What lines of the data below hold the string "fence"? Copy each one out.

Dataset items
----
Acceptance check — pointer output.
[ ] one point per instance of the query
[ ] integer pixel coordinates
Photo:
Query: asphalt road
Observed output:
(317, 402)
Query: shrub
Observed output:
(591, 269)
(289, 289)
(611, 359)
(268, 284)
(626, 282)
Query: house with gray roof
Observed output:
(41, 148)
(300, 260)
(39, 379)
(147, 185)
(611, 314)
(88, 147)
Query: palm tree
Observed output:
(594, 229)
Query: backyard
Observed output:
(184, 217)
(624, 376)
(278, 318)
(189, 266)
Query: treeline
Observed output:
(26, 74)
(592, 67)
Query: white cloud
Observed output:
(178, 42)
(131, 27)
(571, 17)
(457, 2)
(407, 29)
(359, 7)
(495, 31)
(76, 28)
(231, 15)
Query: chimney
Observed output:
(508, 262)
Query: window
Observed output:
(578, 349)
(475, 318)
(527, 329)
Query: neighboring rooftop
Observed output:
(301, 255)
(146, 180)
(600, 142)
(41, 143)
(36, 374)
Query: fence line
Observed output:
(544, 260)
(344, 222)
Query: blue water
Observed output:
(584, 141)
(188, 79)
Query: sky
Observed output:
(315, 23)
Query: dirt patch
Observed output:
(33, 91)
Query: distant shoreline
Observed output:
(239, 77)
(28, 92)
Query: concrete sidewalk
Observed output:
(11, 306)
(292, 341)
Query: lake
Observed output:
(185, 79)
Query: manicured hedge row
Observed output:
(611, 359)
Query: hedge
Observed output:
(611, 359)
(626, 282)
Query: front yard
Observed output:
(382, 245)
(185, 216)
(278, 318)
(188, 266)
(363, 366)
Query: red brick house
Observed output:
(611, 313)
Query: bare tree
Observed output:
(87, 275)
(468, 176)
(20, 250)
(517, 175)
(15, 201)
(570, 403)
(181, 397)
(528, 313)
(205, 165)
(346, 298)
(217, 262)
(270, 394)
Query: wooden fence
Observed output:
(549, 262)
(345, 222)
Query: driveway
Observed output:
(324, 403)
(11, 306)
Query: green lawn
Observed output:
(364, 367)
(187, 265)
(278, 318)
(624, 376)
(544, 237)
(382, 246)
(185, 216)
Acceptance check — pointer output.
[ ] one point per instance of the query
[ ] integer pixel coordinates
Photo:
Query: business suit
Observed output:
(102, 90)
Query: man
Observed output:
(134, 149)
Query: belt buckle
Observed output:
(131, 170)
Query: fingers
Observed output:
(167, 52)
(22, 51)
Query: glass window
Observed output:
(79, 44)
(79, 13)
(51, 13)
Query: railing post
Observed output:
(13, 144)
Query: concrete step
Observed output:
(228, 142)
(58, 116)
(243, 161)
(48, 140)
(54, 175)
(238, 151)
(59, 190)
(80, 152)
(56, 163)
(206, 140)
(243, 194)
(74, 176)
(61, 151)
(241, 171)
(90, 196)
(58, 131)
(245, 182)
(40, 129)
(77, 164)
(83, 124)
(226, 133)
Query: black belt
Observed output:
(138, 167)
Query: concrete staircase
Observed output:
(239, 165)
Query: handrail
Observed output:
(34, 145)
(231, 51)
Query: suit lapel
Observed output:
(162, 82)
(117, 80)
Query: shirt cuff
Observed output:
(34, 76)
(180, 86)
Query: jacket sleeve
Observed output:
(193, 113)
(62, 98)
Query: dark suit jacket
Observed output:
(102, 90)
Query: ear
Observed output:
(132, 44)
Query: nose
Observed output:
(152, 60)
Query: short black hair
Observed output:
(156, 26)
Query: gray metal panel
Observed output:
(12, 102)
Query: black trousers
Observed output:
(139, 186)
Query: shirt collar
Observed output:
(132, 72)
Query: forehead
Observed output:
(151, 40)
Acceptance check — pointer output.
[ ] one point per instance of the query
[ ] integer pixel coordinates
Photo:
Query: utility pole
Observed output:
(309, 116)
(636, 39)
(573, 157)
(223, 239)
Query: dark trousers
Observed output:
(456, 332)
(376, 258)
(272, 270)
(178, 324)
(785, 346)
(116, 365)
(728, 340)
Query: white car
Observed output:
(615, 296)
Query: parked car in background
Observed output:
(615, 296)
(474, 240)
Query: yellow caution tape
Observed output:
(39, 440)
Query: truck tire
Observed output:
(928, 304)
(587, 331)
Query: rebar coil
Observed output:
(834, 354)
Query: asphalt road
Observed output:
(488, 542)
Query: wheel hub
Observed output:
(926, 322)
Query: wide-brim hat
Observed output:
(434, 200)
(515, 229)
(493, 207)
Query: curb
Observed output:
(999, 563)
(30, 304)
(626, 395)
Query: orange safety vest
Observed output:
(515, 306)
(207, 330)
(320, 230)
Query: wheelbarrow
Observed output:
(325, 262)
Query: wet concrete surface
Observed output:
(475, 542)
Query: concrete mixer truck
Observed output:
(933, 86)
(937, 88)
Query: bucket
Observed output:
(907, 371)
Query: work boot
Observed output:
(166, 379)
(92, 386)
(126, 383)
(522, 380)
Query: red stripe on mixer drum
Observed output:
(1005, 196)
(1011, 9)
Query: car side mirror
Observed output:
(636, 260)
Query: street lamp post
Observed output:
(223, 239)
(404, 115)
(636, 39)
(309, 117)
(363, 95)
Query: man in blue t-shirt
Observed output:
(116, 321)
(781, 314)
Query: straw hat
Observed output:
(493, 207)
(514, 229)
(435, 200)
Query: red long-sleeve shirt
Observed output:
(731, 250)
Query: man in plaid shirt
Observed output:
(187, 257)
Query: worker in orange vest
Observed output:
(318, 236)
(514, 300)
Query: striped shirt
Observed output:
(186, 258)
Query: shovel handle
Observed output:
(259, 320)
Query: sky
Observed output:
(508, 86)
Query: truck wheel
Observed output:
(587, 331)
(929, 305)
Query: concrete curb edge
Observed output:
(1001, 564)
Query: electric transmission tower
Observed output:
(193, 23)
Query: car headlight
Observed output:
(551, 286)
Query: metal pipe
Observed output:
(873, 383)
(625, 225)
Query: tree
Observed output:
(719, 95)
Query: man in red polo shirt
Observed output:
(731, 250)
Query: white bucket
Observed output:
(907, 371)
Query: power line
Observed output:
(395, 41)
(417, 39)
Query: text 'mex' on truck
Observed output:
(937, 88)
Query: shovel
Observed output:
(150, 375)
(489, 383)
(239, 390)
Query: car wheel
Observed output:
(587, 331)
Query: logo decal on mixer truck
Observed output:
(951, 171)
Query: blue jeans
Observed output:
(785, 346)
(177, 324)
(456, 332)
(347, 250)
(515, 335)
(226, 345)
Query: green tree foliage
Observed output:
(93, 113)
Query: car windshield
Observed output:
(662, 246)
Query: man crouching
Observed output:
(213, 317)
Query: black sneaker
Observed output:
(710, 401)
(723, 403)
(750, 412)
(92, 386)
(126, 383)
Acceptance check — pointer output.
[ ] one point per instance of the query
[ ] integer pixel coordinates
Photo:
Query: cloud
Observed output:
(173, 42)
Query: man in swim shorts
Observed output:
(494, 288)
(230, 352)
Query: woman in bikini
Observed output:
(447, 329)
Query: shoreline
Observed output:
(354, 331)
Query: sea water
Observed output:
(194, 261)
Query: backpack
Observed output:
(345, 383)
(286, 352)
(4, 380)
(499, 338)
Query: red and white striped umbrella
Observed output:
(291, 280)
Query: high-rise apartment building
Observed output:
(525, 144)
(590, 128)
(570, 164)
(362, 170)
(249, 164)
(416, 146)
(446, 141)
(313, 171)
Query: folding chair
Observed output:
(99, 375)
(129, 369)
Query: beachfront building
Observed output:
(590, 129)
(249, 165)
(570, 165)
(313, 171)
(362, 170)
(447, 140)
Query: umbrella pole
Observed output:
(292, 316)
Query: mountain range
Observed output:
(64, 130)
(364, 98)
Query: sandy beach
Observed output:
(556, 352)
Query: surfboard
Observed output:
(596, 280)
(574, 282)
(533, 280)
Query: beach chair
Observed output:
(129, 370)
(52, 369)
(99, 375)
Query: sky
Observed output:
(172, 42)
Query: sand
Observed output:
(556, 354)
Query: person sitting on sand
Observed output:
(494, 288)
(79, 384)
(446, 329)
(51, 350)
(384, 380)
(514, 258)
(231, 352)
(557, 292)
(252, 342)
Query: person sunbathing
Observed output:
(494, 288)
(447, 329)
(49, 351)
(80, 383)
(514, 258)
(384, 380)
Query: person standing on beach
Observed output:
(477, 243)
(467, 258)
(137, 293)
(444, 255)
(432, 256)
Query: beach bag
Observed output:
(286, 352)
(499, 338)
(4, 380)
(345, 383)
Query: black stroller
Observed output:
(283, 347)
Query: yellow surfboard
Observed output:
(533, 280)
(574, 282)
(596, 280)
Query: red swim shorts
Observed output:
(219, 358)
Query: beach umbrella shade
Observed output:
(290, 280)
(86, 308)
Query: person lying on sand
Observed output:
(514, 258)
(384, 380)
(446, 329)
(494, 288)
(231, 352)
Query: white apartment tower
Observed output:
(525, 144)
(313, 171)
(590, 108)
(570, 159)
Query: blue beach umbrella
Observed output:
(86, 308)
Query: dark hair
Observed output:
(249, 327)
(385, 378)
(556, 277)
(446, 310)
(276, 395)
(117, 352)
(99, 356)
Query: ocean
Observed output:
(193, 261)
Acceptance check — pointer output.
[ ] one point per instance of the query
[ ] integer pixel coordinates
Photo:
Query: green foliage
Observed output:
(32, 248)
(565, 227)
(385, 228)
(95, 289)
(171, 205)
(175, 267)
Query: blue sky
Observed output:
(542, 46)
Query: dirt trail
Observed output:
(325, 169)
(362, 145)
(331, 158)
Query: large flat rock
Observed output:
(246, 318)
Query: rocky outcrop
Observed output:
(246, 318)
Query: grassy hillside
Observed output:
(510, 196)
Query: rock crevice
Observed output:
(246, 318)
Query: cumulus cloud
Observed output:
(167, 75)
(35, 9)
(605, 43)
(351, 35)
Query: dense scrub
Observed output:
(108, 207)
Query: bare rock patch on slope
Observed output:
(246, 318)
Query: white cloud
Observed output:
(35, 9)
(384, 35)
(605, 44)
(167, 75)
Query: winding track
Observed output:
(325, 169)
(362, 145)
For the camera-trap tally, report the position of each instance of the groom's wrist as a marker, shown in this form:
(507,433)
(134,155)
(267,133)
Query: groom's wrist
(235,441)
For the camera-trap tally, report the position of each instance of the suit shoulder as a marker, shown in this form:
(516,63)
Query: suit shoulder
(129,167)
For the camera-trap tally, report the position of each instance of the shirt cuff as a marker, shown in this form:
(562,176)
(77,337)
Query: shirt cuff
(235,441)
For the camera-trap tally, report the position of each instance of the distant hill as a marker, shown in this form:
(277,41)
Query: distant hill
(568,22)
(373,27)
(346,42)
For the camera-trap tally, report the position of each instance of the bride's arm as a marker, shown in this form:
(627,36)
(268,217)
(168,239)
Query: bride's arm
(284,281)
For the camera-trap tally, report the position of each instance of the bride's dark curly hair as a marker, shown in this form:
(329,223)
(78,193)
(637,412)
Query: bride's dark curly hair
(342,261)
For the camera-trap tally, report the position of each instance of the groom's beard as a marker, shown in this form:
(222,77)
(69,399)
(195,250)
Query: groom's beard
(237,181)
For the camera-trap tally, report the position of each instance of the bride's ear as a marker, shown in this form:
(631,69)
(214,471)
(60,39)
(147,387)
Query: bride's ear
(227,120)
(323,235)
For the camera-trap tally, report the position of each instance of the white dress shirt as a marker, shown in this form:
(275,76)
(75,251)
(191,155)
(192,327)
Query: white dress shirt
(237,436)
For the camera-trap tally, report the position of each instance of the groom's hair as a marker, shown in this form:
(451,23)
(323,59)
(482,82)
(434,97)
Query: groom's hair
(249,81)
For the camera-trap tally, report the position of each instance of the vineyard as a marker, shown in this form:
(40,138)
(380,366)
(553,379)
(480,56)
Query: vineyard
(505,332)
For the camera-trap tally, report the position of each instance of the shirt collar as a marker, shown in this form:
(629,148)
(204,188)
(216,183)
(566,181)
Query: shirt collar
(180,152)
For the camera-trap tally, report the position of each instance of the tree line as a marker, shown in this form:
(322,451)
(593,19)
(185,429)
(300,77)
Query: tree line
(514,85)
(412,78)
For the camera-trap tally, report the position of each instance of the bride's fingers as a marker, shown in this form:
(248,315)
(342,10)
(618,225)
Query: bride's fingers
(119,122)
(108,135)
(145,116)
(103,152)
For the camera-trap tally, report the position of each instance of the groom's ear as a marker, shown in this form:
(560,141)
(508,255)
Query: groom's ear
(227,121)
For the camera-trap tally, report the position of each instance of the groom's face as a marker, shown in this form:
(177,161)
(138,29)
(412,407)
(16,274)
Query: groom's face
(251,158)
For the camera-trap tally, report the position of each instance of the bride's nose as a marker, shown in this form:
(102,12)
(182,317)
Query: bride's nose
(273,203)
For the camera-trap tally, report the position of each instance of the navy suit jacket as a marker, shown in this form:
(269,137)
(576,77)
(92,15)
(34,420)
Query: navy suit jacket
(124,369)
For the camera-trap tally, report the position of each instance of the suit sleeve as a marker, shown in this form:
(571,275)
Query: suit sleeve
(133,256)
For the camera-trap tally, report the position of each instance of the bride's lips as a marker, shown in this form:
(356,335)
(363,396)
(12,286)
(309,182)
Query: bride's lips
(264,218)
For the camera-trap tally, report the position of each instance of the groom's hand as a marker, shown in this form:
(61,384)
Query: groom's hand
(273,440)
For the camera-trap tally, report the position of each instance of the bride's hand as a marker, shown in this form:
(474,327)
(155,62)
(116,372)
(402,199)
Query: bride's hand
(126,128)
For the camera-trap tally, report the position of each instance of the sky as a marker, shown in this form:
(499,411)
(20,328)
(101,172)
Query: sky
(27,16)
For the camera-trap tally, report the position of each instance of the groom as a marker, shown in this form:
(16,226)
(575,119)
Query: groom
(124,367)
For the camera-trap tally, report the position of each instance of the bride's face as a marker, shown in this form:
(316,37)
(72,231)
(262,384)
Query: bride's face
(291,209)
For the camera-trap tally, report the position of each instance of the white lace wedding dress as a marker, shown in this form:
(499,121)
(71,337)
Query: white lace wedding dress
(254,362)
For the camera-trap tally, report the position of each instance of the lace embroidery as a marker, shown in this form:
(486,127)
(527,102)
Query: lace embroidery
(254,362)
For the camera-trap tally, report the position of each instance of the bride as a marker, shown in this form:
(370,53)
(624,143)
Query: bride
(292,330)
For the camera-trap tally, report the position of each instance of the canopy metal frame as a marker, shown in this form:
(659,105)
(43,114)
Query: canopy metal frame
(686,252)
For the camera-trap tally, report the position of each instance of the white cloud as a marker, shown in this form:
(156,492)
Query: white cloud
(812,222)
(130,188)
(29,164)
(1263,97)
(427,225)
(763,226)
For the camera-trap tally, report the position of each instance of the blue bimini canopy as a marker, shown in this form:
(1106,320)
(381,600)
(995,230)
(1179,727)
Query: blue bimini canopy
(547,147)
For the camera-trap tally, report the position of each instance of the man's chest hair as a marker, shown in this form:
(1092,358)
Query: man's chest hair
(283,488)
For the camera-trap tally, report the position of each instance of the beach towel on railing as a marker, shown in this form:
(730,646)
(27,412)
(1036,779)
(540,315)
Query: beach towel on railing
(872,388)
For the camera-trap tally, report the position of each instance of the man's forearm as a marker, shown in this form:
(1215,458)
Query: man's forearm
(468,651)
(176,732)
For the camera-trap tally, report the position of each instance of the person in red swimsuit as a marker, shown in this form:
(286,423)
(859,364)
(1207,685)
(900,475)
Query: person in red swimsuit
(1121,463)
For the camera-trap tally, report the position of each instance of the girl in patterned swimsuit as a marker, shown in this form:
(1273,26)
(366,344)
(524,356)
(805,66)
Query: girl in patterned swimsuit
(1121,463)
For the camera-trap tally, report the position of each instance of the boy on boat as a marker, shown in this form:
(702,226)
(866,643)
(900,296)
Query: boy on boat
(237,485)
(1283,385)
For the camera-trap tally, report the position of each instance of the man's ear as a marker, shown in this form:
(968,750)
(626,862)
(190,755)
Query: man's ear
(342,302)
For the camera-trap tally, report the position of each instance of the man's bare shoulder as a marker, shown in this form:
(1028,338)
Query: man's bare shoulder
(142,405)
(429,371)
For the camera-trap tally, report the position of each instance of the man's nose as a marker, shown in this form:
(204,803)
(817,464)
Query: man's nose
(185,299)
----
● RESPONSE TO THE EXERCISE
Query: fence line
Query: wooden fence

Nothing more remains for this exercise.